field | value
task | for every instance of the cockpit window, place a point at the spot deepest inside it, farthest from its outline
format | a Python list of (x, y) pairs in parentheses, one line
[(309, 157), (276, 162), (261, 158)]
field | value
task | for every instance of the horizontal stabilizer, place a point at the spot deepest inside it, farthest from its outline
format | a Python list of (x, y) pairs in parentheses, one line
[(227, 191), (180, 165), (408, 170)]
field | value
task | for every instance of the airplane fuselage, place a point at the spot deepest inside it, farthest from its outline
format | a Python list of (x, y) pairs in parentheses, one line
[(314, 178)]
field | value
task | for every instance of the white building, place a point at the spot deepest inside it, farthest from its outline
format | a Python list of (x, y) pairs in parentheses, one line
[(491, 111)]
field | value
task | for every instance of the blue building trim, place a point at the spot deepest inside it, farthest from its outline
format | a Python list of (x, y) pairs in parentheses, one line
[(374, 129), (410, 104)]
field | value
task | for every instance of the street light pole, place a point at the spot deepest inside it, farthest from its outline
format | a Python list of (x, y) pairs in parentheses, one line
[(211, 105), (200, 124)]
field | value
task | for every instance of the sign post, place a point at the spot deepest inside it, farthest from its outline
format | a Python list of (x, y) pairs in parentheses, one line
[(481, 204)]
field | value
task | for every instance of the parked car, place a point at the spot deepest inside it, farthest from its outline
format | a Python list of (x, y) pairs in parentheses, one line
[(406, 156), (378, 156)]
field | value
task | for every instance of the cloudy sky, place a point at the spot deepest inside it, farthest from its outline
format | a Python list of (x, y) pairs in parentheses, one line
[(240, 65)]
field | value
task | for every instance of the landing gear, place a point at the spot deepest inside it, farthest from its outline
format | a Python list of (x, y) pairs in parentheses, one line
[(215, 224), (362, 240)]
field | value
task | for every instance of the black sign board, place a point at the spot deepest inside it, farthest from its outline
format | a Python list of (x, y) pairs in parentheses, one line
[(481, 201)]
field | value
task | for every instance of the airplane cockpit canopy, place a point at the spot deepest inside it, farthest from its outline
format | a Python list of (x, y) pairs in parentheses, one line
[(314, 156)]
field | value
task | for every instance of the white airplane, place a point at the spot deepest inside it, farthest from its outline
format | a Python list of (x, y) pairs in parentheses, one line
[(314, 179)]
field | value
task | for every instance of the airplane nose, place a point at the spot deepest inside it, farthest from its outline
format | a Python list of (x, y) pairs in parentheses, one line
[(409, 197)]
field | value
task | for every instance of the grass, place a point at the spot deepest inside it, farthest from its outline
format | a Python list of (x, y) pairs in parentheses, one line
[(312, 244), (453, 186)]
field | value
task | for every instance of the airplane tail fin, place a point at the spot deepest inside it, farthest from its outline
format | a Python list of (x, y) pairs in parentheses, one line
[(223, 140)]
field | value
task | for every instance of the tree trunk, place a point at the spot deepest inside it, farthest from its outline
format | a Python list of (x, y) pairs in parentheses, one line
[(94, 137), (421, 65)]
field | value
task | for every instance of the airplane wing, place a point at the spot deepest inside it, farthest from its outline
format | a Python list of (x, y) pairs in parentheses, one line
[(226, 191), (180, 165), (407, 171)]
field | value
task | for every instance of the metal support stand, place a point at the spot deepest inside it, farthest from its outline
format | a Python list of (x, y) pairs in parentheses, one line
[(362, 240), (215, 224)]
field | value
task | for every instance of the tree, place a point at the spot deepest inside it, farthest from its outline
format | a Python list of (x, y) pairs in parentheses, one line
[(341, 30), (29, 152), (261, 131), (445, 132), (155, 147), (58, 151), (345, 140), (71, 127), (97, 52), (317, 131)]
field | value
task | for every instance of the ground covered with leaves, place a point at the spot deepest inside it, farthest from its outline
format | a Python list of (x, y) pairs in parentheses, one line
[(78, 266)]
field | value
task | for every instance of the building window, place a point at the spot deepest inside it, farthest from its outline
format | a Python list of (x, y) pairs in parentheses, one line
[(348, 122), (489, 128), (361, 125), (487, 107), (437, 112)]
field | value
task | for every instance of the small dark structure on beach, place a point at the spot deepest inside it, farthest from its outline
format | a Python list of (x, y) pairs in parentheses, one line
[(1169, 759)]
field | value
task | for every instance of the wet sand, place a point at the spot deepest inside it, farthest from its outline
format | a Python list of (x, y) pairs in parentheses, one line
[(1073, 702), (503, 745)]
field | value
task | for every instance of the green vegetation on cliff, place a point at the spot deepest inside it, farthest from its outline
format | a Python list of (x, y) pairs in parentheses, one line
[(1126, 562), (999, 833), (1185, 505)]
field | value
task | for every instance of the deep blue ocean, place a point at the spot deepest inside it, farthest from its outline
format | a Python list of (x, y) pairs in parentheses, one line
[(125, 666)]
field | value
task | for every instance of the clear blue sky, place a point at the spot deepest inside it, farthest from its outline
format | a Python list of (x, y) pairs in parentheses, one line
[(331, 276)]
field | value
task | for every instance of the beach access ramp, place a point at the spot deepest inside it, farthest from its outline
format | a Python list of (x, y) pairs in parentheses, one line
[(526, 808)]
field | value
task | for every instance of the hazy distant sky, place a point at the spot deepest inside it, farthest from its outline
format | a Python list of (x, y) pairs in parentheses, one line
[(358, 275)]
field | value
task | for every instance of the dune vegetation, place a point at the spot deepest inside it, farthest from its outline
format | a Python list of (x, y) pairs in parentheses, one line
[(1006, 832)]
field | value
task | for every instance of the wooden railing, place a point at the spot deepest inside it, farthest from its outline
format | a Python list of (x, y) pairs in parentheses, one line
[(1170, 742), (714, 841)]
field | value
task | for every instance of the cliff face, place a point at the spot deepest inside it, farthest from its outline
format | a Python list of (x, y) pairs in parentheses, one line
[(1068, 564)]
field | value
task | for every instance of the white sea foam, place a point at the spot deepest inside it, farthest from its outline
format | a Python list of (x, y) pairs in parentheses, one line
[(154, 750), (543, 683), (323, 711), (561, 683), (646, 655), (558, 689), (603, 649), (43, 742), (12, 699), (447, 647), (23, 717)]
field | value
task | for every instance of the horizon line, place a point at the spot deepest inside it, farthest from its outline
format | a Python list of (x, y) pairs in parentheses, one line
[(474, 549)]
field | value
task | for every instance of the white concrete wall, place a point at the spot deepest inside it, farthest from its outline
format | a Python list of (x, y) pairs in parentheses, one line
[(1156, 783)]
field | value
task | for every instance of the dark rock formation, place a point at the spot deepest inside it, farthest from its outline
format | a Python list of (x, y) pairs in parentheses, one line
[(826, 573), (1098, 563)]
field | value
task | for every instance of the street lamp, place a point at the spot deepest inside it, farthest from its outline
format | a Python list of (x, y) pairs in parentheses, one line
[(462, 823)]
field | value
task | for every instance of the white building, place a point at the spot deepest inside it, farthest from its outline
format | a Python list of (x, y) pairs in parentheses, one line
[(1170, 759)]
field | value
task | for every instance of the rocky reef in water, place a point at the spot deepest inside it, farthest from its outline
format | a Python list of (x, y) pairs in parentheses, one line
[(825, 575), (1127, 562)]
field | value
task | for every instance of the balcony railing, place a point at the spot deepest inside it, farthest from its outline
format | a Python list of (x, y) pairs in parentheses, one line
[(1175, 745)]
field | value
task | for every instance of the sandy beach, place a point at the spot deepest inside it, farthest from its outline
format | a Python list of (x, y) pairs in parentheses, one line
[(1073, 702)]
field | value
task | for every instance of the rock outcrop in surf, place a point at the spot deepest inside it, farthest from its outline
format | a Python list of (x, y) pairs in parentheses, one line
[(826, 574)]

*-*-*

- **Task instructions**: Set down all of the entries exactly, please.

- **Response to the exercise**:
field | value
task | for every instance of the cockpit window, place a point at the spot deepest inside it, farthest from its outline
format | a Python list of (x, y) pairs in parentheses, one line
[(309, 157), (276, 162), (261, 158)]
field | value
task | for every instance of the horizontal stabilizer, place a point at the spot deepest inside it, farthest from its outline
format | a Python list of (x, y) pairs in parentheses, one line
[(227, 191), (180, 165), (408, 170)]
field | value
task | for every instance of the airplane fuselage, place a point at the spot deepest inside it, farthest from its outline
format | a Python list of (x, y) pairs in parentheses, one line
[(314, 178)]
field | value
task | for every instance of the white building, place a point at the spot deepest inside it, farthest from its outline
format | a Python list of (x, y) pairs in parentheses, one line
[(491, 111)]
field | value
task | for every instance of the blue building trim, place a point at the spot deepest inside it, farthest from its outline
format | a Python list of (x, y) pairs in parentheses, one line
[(374, 129), (410, 104)]
field | value
task | for every instance of the street light pole, place a point at the spot deepest inside it, farthest from its outline
format | a Python list of (x, y) pairs in parentheses, one line
[(211, 105), (200, 124)]
field | value
task | for every instance of the sign post, place a point at the spot deepest inside it, farthest from its outline
format | a Python list of (x, y) pairs in parentheses, one line
[(481, 204)]
field | value
task | for every instance of the parked car, place a point at the spot deepest inside it, farthest from its outline
format | a Python list of (x, y) pairs in parentheses, one line
[(406, 156), (378, 156)]
field | value
task | for every instance of the cloudy sky, place a point at the spot deepest inside it, farthest from its outline
format | a Python list of (x, y) pairs in parentheses, one line
[(240, 65)]
field | value
task | for every instance of the landing gear, place a point at the spot deepest inside it, farthest from its outline
format | a Python list of (x, y) pairs in parentheses, one line
[(215, 224), (362, 240)]
field | value
task | for every instance of the black sign board, place a point at the spot deepest inside it, farthest from its outline
format | a Python list of (x, y) pairs in parentheses, one line
[(481, 201)]
field | value
task | for every instance of the airplane cockpit canopy, place a point at the spot deepest inside it, farthest from its outline
format | a Python list of (x, y) pairs in parentheses, one line
[(314, 156)]
field | value
task | for every instance of the white airplane, place a point at the spot deepest inside it, farthest from its outline
format | a Python list of (x, y) pairs in parentheses, one line
[(314, 179)]
field | value
task | for every instance of the airplane nose, place a point at the spot deepest inside it, farthest from its outline
format | a Python list of (x, y) pairs in parentheses, one line
[(409, 197)]
field | value
task | for every instance of the grass, place a point at the spot deepest inside it, farthest from its outline
format | a Python list of (x, y) pairs in parentheses, one line
[(312, 244), (453, 186)]
field | value
task | for every instance of the airplane tail fin, place a point at the spot deepest inside it, farthest from its outline
format | a Python list of (x, y) pairs in parentheses, one line
[(223, 140)]
field | value
task | for every instance of the tree trunk, place a point at the spot deepest inside it, farthest from its outline
format | a Python list of (x, y) pairs in parentheses, one line
[(94, 137), (421, 65)]
field | value
task | for every instance of the airplane wing, place a point at the spot deepest inside it, farthest from its outline
format | a Python list of (x, y) pairs in parentheses, one line
[(226, 191), (180, 165), (407, 171)]
field | value
task | for every instance of the metal support stand, place a point at the spot deepest inside it, farthest from its outline
format | a Python list of (x, y) pairs in parentheses, one line
[(362, 240), (215, 224)]
field | value
task | for every instance of the tree, place a point at the spot deepest inside it, farthest from its outline
format | a Python list of (x, y) pairs in parentheses, one line
[(341, 30), (29, 152), (261, 131), (445, 132), (155, 147), (58, 151), (345, 140), (71, 127), (97, 52), (317, 131)]
field | value
task | for every instance of the ground covered with leaves, place a point at the spot deepest inside it, farthest from its outline
format | a Python list of (x, y) pairs in parentheses, one line
[(78, 266)]
field | value
task | for every instance of the building window, place a point at the spot deepest inside it, farthest from its outline
format | a Python list of (x, y) pairs in parentheses, one line
[(348, 122), (489, 128), (361, 125), (487, 107), (437, 112)]
field | value
task | for every instance of the small dark structure on beach, place a point at the spot deepest inside it, farthest from its outline
format | a Python list of (x, y) pairs in parentheses, one line
[(1169, 759)]
field | value
task | for every instance of the wet sand, place a point at the spot deepest inside it, farthest from its outline
format | a Python list of (x, y) pairs in parentheses, one line
[(1073, 702), (503, 745)]
field | value
task | for every instance of the green vegetation on cliff, place a point at the spot deepest inside it, farthest from its outline
format | a Python list of (x, y) pairs in parentheses, one line
[(1126, 562), (999, 833), (1185, 505)]
field | value
task | for every instance of the deep blue ocean, place a point at the spot deepest inside it, farthest from its outline
format | a Python list of (x, y) pairs in parentheses, one line
[(125, 666)]
field | value
task | for every instance of the clear blue sky, place a point at the spot deepest inside it, farthest from its outline
format | a Python list of (x, y) pairs in parentheses, one line
[(331, 276)]
field | value
task | for every instance of the beach access ramp, place a point at the spot deepest inside it, farthest from its outline
format | a Python list of (x, y) pairs in parentheses, one line
[(526, 808)]
field | value
task | for every instance of the hazy distant sky, place a point at the spot deepest inside it, farthest from its outline
format | a Python list of (x, y) pairs in parentheses, one line
[(358, 275)]
field | value
task | for every instance of the dune vegetation, place a point at the spot deepest inside it, farthest from its outline
format | a Python list of (x, y) pairs in parentheses, one line
[(1006, 832)]
field | value
task | for every instance of the wooden railing, place a point at the spot deepest inside it, farthest from its outline
format | a Python list of (x, y) pairs in parentheses, one line
[(1170, 742), (714, 841)]
field | value
task | for every instance of the cliff face, place a point at the spot deepest inside it, farthest from its outline
format | a Python list of (x, y) pairs in parentheses, one line
[(1068, 564)]
field | value
task | for every instance of the white sea foam, place a point at the spot deepest inside it, farthest from its outline
format | a Python list of (x, y) pairs in parentheses, one line
[(154, 750), (543, 683), (323, 711), (561, 683), (646, 655), (558, 689), (603, 649), (43, 742), (12, 699), (447, 647), (23, 717)]
field | value
task | for every instance of the horizon line, place a point at the spot deepest inside it, farthest from its outline
format | a Python list of (x, y) pairs in parentheses, one line
[(474, 549)]
field | value
task | for every instance of the white concrete wall, place a point at the spot deepest inside it, farthest from its outline
format | a Python list of (x, y) pairs in parentheses, one line
[(1156, 783)]
field | value
task | for every instance of the dark rock formation, place a point at the spot deepest inside it, farthest from its outline
format | a Python list of (x, y) pairs in parentheses, one line
[(826, 573), (1098, 563)]
field | value
task | for every instance of the street lamp, place a point at the spot deepest inside it, farthest from its outline
format | a Python list of (x, y) pairs in parentheses, one line
[(462, 823)]
field | value
task | for every instance of the white building, place a point at the spot deepest inside it, farthest from its outline
format | a Python list of (x, y) pairs in parentheses, one line
[(1170, 759)]
field | value
task | for every instance of the rocky reef in water, place a point at the spot deepest inside it, farthest from its outline
format | a Python list of (x, y) pairs in parentheses, one line
[(825, 575), (1127, 562)]
field | value
task | for every instance of the balcony railing, place a point at the spot deepest inside it, farthest from its outline
format | a Python list of (x, y) pairs in parentheses, one line
[(1175, 745)]
field | value
task | for every instance of the sandy beach, place a point at the spot deepest inside it, farthest from its outline
format | a Python list of (x, y) pairs in parentheses, one line
[(1073, 702)]
field | value
task | for every instance of the rock outcrop in surf, place a point at the spot deepest inside it, farthest from its outline
format | a Python list of (x, y) pairs in parentheses, one line
[(826, 574)]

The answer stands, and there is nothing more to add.